> _Text_
Fr Maximos Constas
In this essay, the fourth in this series,* we will treat chapters 2 and 3 of the Mystagogy as a single unit. The text of the Mystagogy is traditionally divided into 24 chapters framed by a prologue and epilogue. These chapter divisions, however, and the headings or subtitles that accompany them, were almost certainly the work of a later Byzantine scribe or editor (though they had already been introduced into the manuscript tradition by the early ninth century). Given the thematic unity of chapters 2 and 3 — which latter consists of a single sentence — we will consider them as a single unit.
As we saw in chapter 1, Maximos presented the unity of the Church as the completion of God’s unifying work in creation. In chapter 2, the focus shifts from the Church as an image of creation in general, to the Church as an image of a particular aspect of creation, namely, the distinction of created nature into visible and invisible realities.[1] This theme is extended into chapter 3, which further narrows the focus exclusively to the visible dimension, according to which the sanctuary is an image of heaven and the nave an image of the earth, so that the Church is also a symbol of the visible world itself.[2]
If, in the first chapter Maximos moved from the unity of creation to the unity of the Church, he now moves from the structure and design of the church building to the structure and design of creation. And he does this because it is the structure of the church that enables us to understand something of the structure of the world. Thus, the unity and diversity seen in the physical form of the church building is reflected in the unity and diversity present in the cosmos as a whole.
The Sanctuary and the Nave
Though a single structure, the church building is divided into the two major performance spaces of the liturgy: the sanctuary, which is reserved for the clergy, and the nave, which is reserved for the laity. Despite this division or distinction, the church remains “one in its hypostasis, not being divided by the difference of its own parts.” In this fusion of ecclesiastical architecture and language evocative of the hypostatic union of two natures in Christ, the sanctuary and the nave are “identical to one another and each exists in the other according to a condition of mutual reciprocity.”[3] Maximos expands on this concept by noting that the nave is the sanctuary in potential, while the sanctuary is the nave in actuality. The potential present in the nave is actualized through its ongoing “reference” (anaphora) to the mystery of the Eucharist celebrated in the sanctuary. At the same time, the sanctuary is the nave in actuality, since it “posseses the nave as the principle and beginning (arche) of its own mystery (mystagogia), while the Church remains one and the same through both.”
The Cosmic Temple
Maximos observes that, like the church building, creation is also divided into two parts: the intelligible world and the sensible world, which latter is “ingeneously woven together from many forms and natures, and which is a kind of church not made by hands (acheiropoietos),” indications of which can be seen “through this church, which has been made by hands.” Here it is worth noting that the “intelligible world of intellective and incorporeal substances” is a reference to the orders of angels, or what Dionysios the Areopagite famously described as the “celestial hierarchy,” so that the “mutual reciprocity” of the intelligible and the sensible is Maximos’s somewhat subtle way of gesturing toward the interface of the celestial and ecclesiastical hierarchies.[4]
Thus, the cosmic sanctuary is the “upper world” which is inhabited by the “higher powers,” while the nave of this cosmic temple is the “lower world” inhabited by “those who live according to sense perception.” Nevertheless the cosmos is one, “not divided by virtue of its parts, but to the contrary the difference of its natural parts is contained in a higher unity and indivisibility,” so that the parts “are identical with that unity and with each other without being confused with each other.” Each part “wholly enters into the whole of the other, and both together complete the whole, and, as the parts of the whole, they are completed and unified.”

> _Part of a data file_
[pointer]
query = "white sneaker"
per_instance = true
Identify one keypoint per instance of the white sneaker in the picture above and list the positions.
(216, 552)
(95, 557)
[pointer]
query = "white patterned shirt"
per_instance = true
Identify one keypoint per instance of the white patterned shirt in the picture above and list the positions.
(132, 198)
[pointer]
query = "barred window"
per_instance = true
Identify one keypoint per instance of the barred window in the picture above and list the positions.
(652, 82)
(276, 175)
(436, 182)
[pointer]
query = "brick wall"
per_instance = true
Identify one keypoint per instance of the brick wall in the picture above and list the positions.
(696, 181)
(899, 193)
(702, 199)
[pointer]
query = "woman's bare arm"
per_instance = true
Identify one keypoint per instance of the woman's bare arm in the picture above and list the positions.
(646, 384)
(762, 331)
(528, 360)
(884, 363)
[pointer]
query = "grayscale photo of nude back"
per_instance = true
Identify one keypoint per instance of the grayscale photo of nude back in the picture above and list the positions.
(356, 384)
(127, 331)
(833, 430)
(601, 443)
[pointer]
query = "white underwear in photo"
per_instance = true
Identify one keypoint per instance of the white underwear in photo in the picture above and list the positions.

> _Problems_
1. In the essay on the Mystagogy, which part of the church building is reserved for the laity?
2. Explain why the essay on the Mystagogy treats chapters 2 and 3 as a single unit.
3. Please extend the essay on the Mystagogy, picking up after its final sentence.
You won't need the records for any of this.

> _Per-task outputs_
1. The nave is reserved for the laity.

2. The two chapters share a thematic unity, and chapter 3 is only a single sentence. The chapter divisions themselves were almost certainly added by a later Byzantine scribe or editor.

3.
The Sensible and the Intelligible
With these formulations, Maximos gives us a deeper look into the mechanics of the “mutual interiority” that obtains between the sensible and the intelligible; and how the whole of one reality may be wholly and fully present in the whole of the other. At first glance this might seem to be nothing more than the standard Platonic division of the cosmos into the sensible and the intelligible. However, in Maximos’s understanding, the relationship between them is no longer the same; they are no longer elements in a binary opposition, since the Confessor has restructured them into something entirely interdependent and reciprocative.
“Wheels within Wheels”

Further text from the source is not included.